> SUPPLIED MATERIAL
>>>>

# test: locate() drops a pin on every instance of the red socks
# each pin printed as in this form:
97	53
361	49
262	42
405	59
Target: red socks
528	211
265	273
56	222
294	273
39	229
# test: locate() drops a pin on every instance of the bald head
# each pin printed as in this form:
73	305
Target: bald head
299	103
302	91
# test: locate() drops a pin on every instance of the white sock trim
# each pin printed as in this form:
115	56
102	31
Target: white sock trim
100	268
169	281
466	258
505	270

<<<<

Please give every line of the listing above as a JSON list of strings, with one string per line and any blank lines left out.

[
  "# test: locate() drops a pin on every instance of the red socks",
  "# each pin printed as in this form:",
  "97\t53",
  "361\t49",
  "262\t42",
  "405\t59",
  "Target: red socks",
  "528\t211",
  "265\t273",
  "56\t222",
  "294\t273",
  "39\t229",
  "# test: locate() drops a pin on every instance of the bald head",
  "# each pin printed as in this form:",
  "73\t305",
  "Target: bald head",
  "299\t103",
  "302\t91",
  "# test: locate() drops a pin on every instance of the white sock trim",
  "# each pin printed as in this form:",
  "115\t56",
  "102\t31",
  "Target: white sock trim",
  "100\t268",
  "169\t281",
  "466\t258",
  "505\t270"
]